■ WORK TO DO
Locate each line in the listing that contains the string "Target", matching case exactly, and copy those lines out.

#### GIVEN ENTRIES ####

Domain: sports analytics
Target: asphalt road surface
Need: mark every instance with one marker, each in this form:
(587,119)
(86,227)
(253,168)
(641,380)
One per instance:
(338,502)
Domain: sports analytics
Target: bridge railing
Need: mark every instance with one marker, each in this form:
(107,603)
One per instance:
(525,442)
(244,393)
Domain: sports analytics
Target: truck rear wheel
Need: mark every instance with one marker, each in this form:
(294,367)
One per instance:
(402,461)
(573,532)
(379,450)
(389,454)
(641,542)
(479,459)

####
#### GIVEN ENTRIES ####

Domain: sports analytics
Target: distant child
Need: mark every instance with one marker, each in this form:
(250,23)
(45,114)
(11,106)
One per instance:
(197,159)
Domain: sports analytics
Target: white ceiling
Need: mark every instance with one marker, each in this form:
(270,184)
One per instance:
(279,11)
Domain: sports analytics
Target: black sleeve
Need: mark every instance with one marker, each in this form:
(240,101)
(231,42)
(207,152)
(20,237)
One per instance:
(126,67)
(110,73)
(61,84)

####
#### GIVEN ENTRIES ####

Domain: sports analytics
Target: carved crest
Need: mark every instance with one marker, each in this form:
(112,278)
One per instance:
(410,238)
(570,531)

####

■ ANSWER TO THIS EXERCISE
Target: asphalt road surface
Target: bridge railing
Target: truck rear wheel
Target: distant child
Target: white ceiling
Target: black sleeve
Target: carved crest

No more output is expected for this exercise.